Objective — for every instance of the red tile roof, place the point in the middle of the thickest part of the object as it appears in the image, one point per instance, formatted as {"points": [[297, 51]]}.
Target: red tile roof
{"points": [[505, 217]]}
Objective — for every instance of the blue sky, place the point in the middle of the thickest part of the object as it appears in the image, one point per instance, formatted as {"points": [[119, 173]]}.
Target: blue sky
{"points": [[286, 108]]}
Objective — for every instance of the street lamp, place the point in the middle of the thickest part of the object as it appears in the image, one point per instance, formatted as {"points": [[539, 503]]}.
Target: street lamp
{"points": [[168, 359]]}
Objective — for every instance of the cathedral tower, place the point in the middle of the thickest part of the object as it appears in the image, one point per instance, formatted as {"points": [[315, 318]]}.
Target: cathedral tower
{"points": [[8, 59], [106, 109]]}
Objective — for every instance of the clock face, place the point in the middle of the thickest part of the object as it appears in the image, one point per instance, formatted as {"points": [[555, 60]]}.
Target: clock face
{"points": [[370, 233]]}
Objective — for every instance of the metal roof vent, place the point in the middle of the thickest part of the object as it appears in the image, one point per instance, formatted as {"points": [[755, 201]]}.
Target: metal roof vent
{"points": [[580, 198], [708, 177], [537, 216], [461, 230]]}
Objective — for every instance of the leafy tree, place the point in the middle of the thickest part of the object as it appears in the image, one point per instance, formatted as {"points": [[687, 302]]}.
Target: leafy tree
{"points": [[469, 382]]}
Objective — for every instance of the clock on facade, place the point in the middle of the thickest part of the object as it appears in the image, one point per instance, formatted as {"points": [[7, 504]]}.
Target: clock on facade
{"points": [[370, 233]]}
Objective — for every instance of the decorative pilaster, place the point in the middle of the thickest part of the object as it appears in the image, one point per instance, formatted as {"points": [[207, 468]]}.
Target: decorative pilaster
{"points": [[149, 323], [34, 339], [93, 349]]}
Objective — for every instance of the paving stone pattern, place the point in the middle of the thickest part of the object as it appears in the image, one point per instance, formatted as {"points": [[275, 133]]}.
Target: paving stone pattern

## [Problem]
Go through the data above and repeat all of it exactly.

## [Answer below]
Objective — for every instance of the red tile roof, place the point in the middle of the thickest part of the object as it appears in the image, one point per instance, formatted as {"points": [[297, 51]]}.
Target: red tile roof
{"points": [[505, 217]]}
Objective — for every instance of the blue sky, place the point in the middle of the thickest part of the object as it appears in the image, one point per instance, formatted as {"points": [[119, 173]]}.
Target: blue sky
{"points": [[286, 108]]}
Objective — for every instance of the street lamp, place the point in the middle of the thickest part of the object as it appears in the image, one point per instance, formatted as {"points": [[539, 503]]}.
Target: street lamp
{"points": [[168, 359]]}
Objective — for every instance of the cathedral tower, place the point in the middle of the thickest part of the object as it appears in the image, one point per instance, formatted as {"points": [[315, 318]]}.
Target: cathedral tower
{"points": [[8, 59], [106, 109]]}
Objective — for every instance of the clock face, place the point in the middle of the thickest part of the object as it appears in the image, one point per instance, formatted as {"points": [[555, 60]]}.
Target: clock face
{"points": [[370, 233]]}
Objective — for every instance of the metal roof vent, place the point in the middle of the thickest part of the object as it appears in the image, one point per instance, formatted as {"points": [[755, 201]]}.
Target: metal roof vent
{"points": [[580, 198], [708, 177], [537, 216], [461, 230]]}
Objective — for every instance of the leafy tree, place the point in the middle of the thickest part of the object as it appears in the image, one point per instance, formatted as {"points": [[687, 302]]}.
Target: leafy tree
{"points": [[469, 382]]}
Objective — for every instance of the clock on facade, place the point in the middle of the thickest part of the object as it appears in the image, one point per instance, formatted as {"points": [[7, 504]]}.
Target: clock on facade
{"points": [[370, 233]]}
Objective — for every instance of the decorative pilaster, place the point in the middle of the thickest part of the object as it appears in the image, one point per instance, formatted as {"points": [[207, 468]]}.
Target: decorative pilaster
{"points": [[149, 323], [34, 339], [93, 349]]}
Objective — for every instance of the paving stone pattern, place the point in the middle of the thickest part of the object as it appears in the image, one point per instance, formatted as {"points": [[275, 133]]}.
Target: paving stone pattern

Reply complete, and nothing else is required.